*What you will do*. In the article on cancer in Bangladesh, what is named as the main reason the country is failing to stop deaths from cancer?

** Provided text follows **

With suffering at every stage of cancer treatment, where is the end of people’s helplessness?
For the last two years, the country has been battling the coronavirus with every resource available, taking numerous steps to fight the pandemic. But when the numbers are taken into consideration, the rate of deaths from cancer is alarming and needs immediate attention.
Would It be over-ambitious to term cancer as a silent pandemic? I do not think so. The number of deaths from Covid-19 in the last two years has been about 28,000 in Bangladesh, far below than that of cancer each year.
With all possible treatments available in Bangladesh, why are we failing to stop the death march from cancer? The main reason that I’ve found: Negligence. The sorry state of the healthcare system and suffering at hospitals, added with high treatment cost, discourage many people from visiting healthcare facilities for treatment, unless they find it essential.
We do not visit doctors till we are completely overwhelmed with the disease. This is why early cancer detection for many patients is not possible in Bangladesh. Cancer can only be cured or treated successfully if it is diagnosed at an early stage. It is not that treatment is not possible when cancer care is delayed, but the pathway becomes much more difficult. In that stage, the patient feels more vulnerable considering the tensions associated with the high treatment cost of cancer in Bangladesh, along with the disease itself.
Secondly -- mismanagement in cancer treatment. Cancer compromises the immune system and its cells, meaning that cells that once protected your body begin to interfere with the normal way your immune system works. This is why any patient receiving chemotherapy needs at least one week of close observation to see how it works.
First there is delayed detection, and then there is delay in treatment. For example, if you go for surgery to cut out the source -- a tumour and possibly some nearby tissue -- this includes some complications. A decision has to be made, whether to minimize the source through chemotherapy then surgery, or a surgery then chemo.
Consider that a decision has been made. Who will now perform the surgery? Do we know how many of our surgeons are dedicatedly available for cancer treatment? The number is so low that it is best to not mention it. If the source is removed once, but the germ remains inside the surface, then is there any point of going for surgery? I will keep this question for the readers.
Now let’s come to the topic of expense. We all know that cancer treatment is highly expensive and is a long-term procedure. Regular people can avail the treatment standing at the long queue of the government hospitals, but what about medicine? How many hospitals offer free medicine for cancer patients? Maybe there is government allocation for the medicine, but why is medicine with seals saying “not for sale” being sold at pharmacies?
My last point is on cancer awareness. How many people have proper knowledge about the disease itself? Is there any way or any place where people, except the affected families, can learn about it? Are there any strong steps or mechanisms in place where people can learn about it? How extensive is the knowledge provided in the primary textbooks about the disease, one that not only can take a life, but also can break a family for life, both mentally and financially?
The World Ovarian Cancer Coalition, in a press statement on February 1, estimated that over 40 lakh people will lose their lives globally by 2040 only from ovarian cancer if the situation continues. Now is the time to make a decision, to identify the pandemic that is cancer and come forward in preventing it.
Where there is a high chance of complete cure through early detection, we have to learn about cancer by ourselves instead of relying on others. Today, on World Cancer Day, let us all commit that we would not neglect any cancer symptoms, including tumours.
Let us commit that we will not only make ourselves conscious, but also make people in our families more aware as well.
Rafe Sadnan Adel is a member at Board of Directors of the World Ovarian Cancer Coalition, and founder chairperson of Cancerbd.net, the first ever Bengali language web-based initiative in Bangladesh to raise cancer related awareness.

** End of Provided text **
** Entries shown follows **

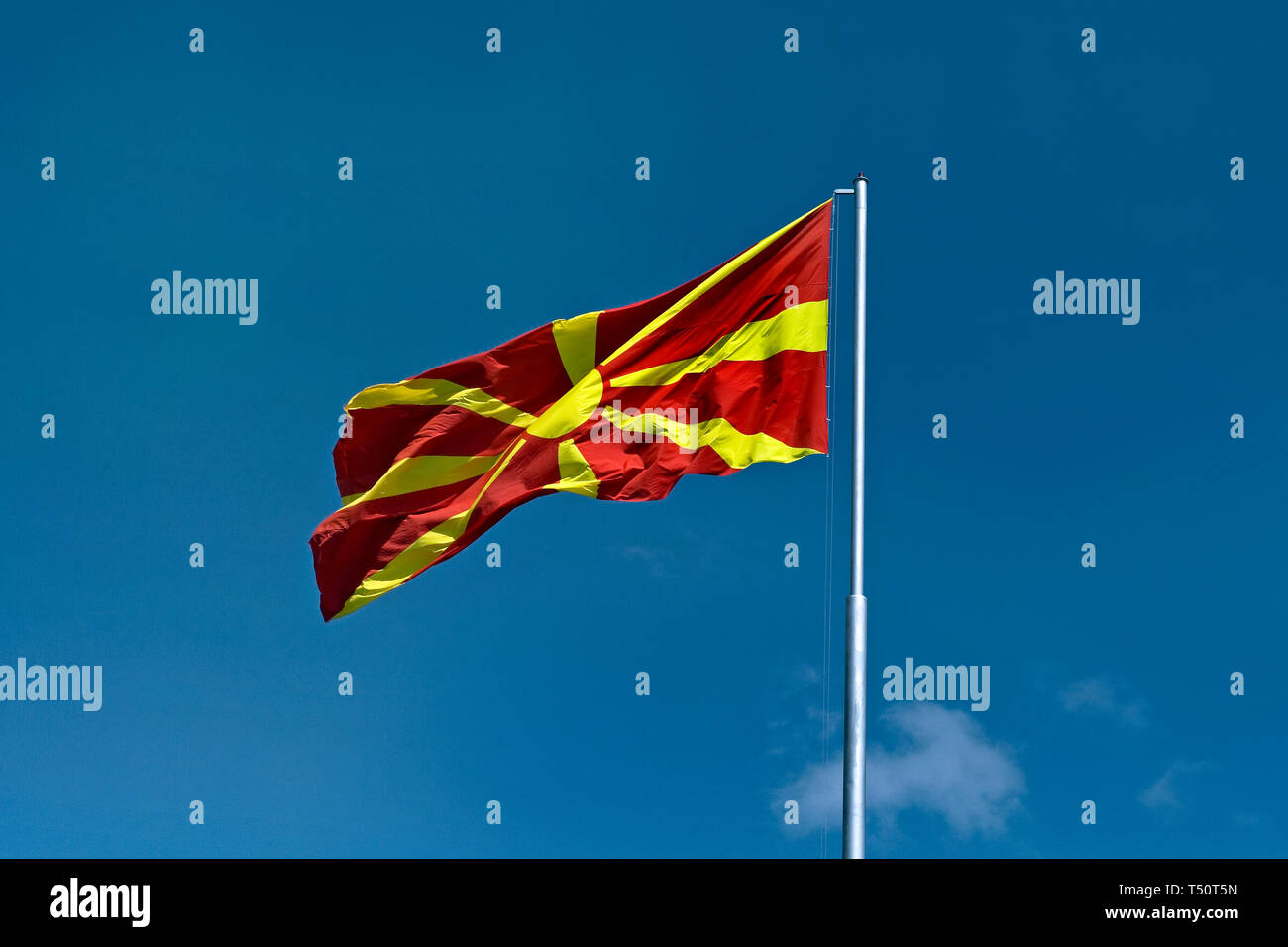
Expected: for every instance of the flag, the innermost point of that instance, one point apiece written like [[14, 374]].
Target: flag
[[717, 373]]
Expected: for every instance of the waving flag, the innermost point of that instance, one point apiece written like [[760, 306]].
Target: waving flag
[[617, 405]]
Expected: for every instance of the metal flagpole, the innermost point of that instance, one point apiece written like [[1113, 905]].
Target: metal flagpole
[[857, 605]]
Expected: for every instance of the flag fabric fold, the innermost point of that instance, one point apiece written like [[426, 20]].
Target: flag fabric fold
[[724, 371]]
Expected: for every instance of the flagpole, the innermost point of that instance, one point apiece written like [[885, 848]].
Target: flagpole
[[857, 605]]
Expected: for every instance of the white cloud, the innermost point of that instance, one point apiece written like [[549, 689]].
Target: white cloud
[[1162, 792], [944, 764], [1104, 696]]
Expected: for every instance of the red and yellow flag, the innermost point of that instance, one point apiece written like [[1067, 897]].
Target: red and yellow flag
[[616, 405]]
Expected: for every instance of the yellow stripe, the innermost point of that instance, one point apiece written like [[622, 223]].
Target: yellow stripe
[[438, 392], [575, 474], [704, 286], [735, 449], [424, 551], [411, 474], [575, 339], [802, 328]]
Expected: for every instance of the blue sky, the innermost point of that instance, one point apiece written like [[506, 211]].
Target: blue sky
[[516, 684]]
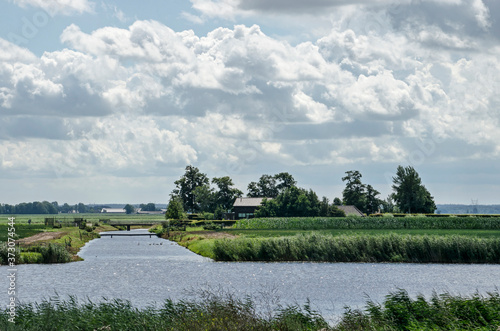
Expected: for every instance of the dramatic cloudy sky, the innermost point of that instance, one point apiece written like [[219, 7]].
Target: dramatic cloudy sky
[[108, 101]]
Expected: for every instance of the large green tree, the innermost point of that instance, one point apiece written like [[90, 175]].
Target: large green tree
[[410, 195], [186, 185], [129, 209], [270, 186], [174, 209], [372, 203], [354, 192], [225, 193]]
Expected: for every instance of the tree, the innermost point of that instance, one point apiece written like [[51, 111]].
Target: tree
[[148, 207], [354, 192], [226, 194], [284, 181], [324, 206], [334, 211], [294, 202], [372, 203], [388, 204], [82, 208], [410, 195], [265, 187], [174, 209], [129, 209], [186, 185], [205, 198], [270, 186]]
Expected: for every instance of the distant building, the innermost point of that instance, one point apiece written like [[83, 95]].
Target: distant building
[[113, 210], [351, 211], [245, 207]]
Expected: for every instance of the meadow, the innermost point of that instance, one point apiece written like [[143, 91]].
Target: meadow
[[353, 239]]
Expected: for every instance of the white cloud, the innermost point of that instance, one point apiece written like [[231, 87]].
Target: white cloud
[[59, 7], [140, 100]]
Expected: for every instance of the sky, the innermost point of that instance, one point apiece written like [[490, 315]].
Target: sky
[[109, 101]]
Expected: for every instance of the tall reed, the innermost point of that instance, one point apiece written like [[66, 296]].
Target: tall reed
[[212, 313], [361, 248], [318, 223]]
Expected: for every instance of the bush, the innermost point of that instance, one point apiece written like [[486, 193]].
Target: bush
[[361, 248], [212, 226], [31, 257], [4, 253], [55, 253]]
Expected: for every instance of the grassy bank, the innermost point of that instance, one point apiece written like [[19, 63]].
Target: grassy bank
[[398, 312], [388, 223], [360, 248], [49, 245]]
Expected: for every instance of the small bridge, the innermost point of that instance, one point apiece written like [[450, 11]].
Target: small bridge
[[127, 234], [128, 224]]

** End of Entries shown **

*Answer to this exercise*. Negligence.